Quoted passage:
Medicine Lodge, Kansas's Locally Owned And Operated Newspaper


Dr. Is In - From March 28, 2005 


by Pete Meador, DO  

Why "Fat-Free" Isn't Trouble-Free Read labels to make sure you're eating healthy

The skinny on fat is simple enough: Americans eat too much of it, and as a result, wear too much of it.

Today we're eating fewer fatty meats, whole dairy products and other foods rich in saturated fats — the kind that most significantly raise cholesterol, clog arteries and contribute to increased rates of the heart disease that claims one American every 33 seconds. In fact, Americans are consuming a noticeable 18 percent fewer calories from fat than we did 20 years ago. But as a nation, we're actually getting fatter and eating more overall calories than ever before.

One reason might be our reliance on "low-fat" and "fat-free" labels. Today, nine in 10 Americans regularly buy lower-fat versions of food products, which sometimes contain more calories (albeit fewer fat calories) than the original versions.

Problem 1: Less fat can mean more calories.

Exercise objective: According to the health column, how many Americans regularly buy lower-fat versions of food products? The records have nothing to do with the health column.

Extracted entries:
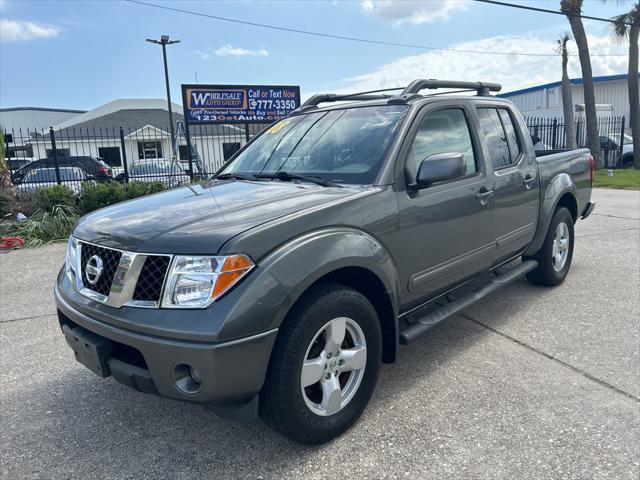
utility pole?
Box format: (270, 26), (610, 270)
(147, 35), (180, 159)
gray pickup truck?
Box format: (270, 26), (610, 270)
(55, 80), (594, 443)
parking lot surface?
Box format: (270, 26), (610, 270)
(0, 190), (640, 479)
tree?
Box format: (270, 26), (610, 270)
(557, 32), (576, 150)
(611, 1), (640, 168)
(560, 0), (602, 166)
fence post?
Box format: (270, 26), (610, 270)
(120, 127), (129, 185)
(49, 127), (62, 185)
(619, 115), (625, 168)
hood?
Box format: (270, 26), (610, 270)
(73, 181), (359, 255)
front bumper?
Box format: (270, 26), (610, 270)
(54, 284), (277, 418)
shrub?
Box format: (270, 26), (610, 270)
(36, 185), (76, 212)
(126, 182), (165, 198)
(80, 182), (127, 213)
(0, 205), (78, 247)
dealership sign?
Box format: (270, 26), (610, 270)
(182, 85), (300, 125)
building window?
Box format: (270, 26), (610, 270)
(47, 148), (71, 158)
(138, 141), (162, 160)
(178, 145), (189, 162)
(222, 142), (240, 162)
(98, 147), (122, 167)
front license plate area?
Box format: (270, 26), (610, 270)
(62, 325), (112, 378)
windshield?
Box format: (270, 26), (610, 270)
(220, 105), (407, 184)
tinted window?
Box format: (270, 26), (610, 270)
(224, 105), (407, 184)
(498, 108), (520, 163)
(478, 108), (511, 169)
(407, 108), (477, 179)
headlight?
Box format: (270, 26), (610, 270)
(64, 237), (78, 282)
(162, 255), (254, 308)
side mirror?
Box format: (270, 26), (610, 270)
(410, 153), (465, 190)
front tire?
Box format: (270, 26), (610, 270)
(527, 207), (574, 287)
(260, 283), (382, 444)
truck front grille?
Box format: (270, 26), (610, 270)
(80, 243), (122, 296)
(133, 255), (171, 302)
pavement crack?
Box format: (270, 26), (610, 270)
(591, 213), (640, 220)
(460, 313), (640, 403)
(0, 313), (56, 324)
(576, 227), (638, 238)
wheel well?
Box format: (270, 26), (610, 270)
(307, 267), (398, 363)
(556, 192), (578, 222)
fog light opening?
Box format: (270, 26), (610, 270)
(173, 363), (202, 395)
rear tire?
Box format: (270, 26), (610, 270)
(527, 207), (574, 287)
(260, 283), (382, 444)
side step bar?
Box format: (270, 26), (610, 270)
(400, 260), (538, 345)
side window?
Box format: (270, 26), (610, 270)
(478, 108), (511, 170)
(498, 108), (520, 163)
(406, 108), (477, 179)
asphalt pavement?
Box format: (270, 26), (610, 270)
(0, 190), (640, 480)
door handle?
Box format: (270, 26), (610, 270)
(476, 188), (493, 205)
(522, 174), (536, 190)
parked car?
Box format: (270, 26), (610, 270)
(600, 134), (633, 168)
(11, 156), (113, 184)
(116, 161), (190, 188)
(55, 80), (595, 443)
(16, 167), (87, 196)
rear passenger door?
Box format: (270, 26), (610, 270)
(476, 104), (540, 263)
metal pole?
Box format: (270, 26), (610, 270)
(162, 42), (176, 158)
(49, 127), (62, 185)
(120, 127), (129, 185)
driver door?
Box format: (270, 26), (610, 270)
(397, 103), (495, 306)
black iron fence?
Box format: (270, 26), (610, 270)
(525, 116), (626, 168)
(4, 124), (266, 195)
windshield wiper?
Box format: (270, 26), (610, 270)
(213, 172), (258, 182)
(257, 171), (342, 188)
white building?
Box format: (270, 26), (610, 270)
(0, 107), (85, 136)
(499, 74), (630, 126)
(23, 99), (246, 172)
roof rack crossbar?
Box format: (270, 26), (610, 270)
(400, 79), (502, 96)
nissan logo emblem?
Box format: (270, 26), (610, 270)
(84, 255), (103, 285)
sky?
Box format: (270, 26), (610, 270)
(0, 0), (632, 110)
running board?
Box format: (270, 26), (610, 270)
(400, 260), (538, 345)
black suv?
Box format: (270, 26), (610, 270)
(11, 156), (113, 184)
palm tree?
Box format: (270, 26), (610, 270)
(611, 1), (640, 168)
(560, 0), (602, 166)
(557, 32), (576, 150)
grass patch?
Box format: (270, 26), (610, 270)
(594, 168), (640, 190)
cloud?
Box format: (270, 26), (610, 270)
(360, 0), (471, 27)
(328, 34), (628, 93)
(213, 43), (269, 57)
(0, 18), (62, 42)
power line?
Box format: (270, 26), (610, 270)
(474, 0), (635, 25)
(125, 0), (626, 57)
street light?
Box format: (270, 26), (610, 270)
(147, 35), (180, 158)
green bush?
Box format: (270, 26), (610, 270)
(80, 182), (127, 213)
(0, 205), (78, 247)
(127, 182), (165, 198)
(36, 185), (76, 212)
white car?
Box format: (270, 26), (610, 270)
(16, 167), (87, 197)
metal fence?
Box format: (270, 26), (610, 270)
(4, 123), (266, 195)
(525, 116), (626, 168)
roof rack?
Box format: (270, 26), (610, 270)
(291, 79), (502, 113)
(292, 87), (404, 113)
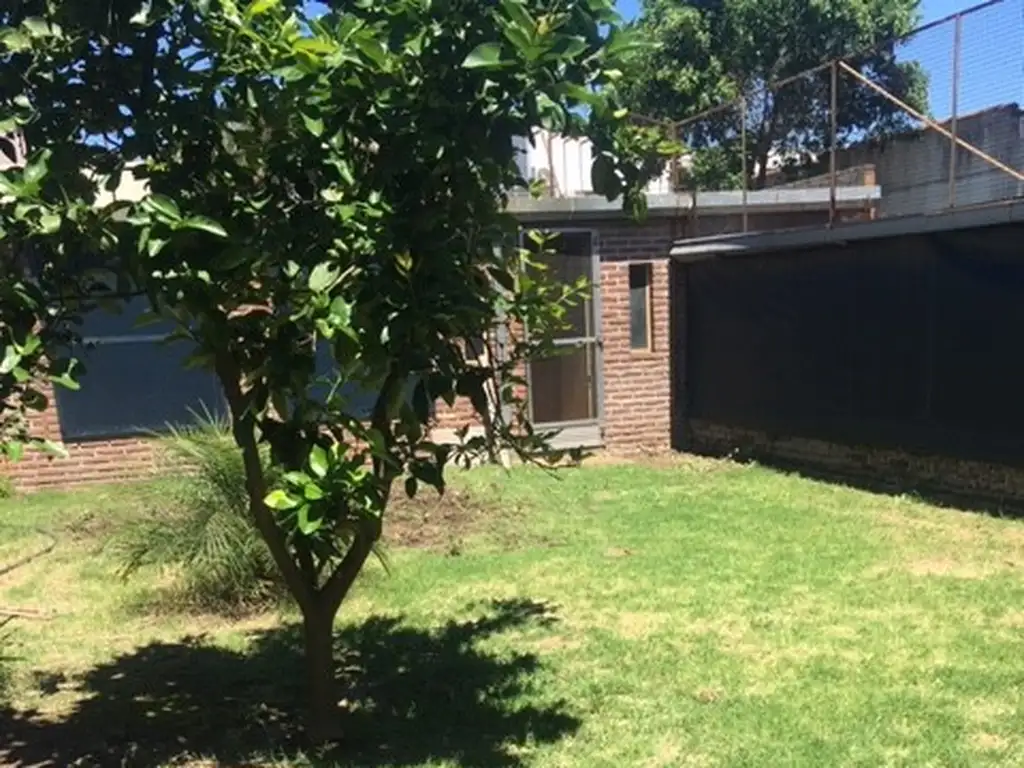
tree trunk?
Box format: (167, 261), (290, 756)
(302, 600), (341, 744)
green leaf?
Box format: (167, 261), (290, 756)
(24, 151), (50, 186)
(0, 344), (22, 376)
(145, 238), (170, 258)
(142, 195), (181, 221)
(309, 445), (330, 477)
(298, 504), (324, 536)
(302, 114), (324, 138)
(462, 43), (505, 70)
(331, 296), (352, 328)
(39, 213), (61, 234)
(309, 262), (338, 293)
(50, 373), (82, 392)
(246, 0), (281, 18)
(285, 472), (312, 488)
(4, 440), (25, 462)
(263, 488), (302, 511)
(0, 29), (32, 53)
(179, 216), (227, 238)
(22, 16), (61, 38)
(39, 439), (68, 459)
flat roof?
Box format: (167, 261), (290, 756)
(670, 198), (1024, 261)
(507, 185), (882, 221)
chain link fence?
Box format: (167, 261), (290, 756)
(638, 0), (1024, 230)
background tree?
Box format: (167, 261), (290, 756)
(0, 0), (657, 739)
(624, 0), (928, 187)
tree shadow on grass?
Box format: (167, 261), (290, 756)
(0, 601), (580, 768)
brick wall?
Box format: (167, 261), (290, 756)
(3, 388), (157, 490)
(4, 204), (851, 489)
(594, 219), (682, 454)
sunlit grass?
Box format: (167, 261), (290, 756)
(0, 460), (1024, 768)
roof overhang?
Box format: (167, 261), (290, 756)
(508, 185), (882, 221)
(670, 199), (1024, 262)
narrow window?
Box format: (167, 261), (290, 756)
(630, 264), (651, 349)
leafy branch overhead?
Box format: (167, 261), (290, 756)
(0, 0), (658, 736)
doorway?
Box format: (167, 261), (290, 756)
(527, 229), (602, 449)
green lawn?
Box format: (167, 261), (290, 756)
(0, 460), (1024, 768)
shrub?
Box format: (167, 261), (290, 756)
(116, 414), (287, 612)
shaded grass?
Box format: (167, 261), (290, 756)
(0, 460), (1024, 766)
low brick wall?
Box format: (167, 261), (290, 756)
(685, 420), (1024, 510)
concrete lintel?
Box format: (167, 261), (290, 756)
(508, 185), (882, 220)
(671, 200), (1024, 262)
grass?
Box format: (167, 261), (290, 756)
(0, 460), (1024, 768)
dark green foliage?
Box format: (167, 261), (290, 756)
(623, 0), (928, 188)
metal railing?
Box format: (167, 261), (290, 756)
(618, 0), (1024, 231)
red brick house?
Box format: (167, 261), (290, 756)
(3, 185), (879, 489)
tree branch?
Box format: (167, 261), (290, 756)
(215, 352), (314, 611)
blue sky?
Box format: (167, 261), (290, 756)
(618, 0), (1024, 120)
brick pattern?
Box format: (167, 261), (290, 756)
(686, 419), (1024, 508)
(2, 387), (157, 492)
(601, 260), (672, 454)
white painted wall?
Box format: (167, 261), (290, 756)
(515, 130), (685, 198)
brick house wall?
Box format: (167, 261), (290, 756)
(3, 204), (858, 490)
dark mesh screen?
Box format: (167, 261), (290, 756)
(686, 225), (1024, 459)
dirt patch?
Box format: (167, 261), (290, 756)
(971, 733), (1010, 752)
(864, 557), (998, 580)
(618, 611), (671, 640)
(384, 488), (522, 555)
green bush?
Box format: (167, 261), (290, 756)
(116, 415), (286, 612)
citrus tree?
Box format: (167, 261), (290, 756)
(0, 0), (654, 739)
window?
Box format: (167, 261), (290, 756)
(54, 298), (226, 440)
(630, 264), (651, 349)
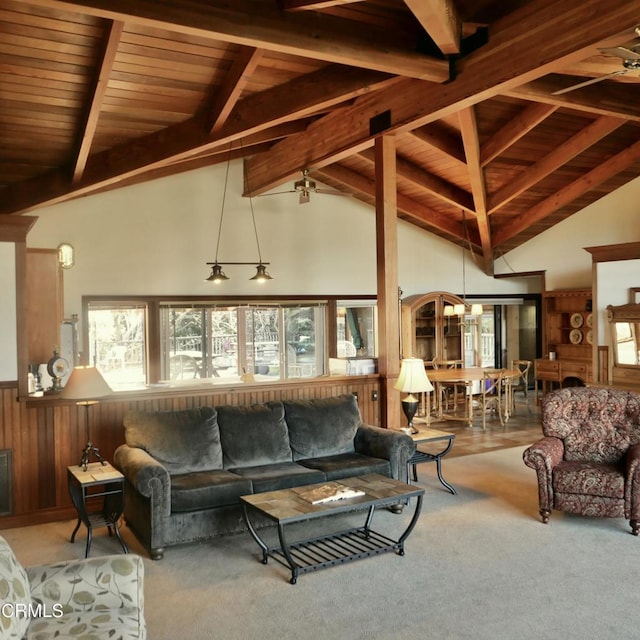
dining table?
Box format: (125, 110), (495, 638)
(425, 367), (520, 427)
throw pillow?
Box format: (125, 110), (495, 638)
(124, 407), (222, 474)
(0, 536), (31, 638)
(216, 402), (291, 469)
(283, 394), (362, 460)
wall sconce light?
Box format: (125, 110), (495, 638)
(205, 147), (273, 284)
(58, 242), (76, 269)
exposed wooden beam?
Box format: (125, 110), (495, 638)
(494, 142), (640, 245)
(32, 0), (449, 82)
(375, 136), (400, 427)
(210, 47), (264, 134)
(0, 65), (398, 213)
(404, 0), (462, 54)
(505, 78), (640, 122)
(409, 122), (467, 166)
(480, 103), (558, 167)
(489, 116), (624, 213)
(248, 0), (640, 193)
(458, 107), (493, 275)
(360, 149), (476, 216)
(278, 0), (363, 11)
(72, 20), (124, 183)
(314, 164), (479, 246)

Reply: Nine in 10 Americans.